THE EXERCISE | Pull out each line below that contains the string "flower". Case counts.

Data records |
════════════════
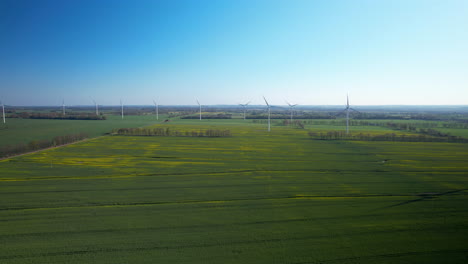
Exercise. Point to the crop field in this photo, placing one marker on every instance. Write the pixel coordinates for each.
(253, 197)
(17, 131)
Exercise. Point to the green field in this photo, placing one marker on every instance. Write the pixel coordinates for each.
(255, 197)
(17, 131)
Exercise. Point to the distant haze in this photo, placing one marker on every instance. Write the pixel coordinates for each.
(388, 52)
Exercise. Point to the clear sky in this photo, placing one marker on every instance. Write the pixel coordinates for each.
(308, 52)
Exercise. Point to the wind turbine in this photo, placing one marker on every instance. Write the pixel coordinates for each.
(199, 105)
(347, 113)
(244, 105)
(97, 108)
(156, 109)
(121, 107)
(268, 106)
(3, 110)
(291, 108)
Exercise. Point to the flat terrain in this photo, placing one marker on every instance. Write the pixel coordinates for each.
(255, 197)
(17, 131)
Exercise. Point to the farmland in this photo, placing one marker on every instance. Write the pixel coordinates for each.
(25, 130)
(253, 197)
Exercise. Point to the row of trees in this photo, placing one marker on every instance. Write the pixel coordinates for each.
(167, 132)
(208, 116)
(55, 115)
(340, 135)
(11, 150)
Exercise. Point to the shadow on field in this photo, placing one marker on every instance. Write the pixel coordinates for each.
(423, 197)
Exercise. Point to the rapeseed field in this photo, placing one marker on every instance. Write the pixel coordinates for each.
(253, 197)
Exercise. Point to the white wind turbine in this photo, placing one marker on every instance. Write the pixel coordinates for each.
(268, 106)
(291, 109)
(97, 108)
(121, 107)
(3, 110)
(156, 106)
(244, 105)
(199, 105)
(347, 113)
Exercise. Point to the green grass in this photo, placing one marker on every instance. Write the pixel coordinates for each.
(17, 131)
(255, 197)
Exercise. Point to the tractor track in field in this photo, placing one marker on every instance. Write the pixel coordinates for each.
(49, 148)
(158, 246)
(223, 201)
(214, 226)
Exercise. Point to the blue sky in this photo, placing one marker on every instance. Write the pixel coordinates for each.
(384, 52)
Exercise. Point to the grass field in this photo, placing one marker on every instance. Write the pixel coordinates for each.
(17, 131)
(255, 197)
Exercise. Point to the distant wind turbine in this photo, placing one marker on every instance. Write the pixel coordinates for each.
(121, 107)
(244, 105)
(199, 105)
(291, 108)
(347, 108)
(156, 106)
(268, 106)
(3, 110)
(97, 108)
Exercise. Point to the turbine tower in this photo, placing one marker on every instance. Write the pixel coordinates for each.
(244, 105)
(3, 110)
(268, 106)
(121, 107)
(199, 105)
(156, 106)
(97, 108)
(291, 108)
(347, 108)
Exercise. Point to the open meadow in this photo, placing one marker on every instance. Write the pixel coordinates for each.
(17, 130)
(252, 197)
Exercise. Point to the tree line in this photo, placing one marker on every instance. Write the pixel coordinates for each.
(75, 116)
(216, 116)
(12, 150)
(168, 132)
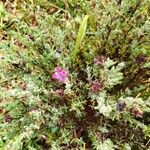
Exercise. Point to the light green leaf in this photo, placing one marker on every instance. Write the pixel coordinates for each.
(80, 36)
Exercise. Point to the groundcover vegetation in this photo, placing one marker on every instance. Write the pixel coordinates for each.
(74, 74)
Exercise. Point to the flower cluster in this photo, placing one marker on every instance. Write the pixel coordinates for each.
(60, 75)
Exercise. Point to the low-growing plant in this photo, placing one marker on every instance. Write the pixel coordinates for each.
(74, 75)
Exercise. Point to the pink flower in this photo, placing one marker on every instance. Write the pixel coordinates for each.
(100, 60)
(60, 75)
(96, 86)
(59, 92)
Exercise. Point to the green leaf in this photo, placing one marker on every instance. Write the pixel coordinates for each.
(80, 36)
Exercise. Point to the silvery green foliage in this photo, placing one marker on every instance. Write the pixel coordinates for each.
(37, 36)
(106, 145)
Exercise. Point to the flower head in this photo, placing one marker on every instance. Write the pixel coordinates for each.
(96, 86)
(140, 59)
(100, 60)
(136, 112)
(121, 106)
(60, 75)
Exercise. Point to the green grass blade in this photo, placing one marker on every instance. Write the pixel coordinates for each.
(80, 36)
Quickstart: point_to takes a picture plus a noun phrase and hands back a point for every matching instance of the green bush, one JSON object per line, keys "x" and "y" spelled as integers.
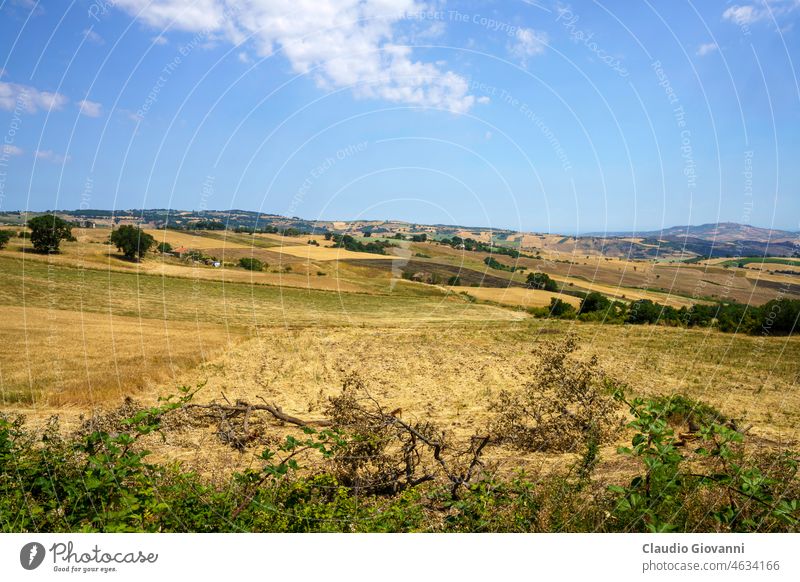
════════════════
FULL OUTPUT |
Exercise. Point to the flower cluster in this photo, placing one marker on every instance. Write the pixel coordinates for each.
Exercise. Point to the pink flower in this photo, placing one marker on every instance. Write the pixel coordinates for each.
Exercise. Point to the flower head in this photo, placing one marker on every instance. Write the pixel coordinates for each.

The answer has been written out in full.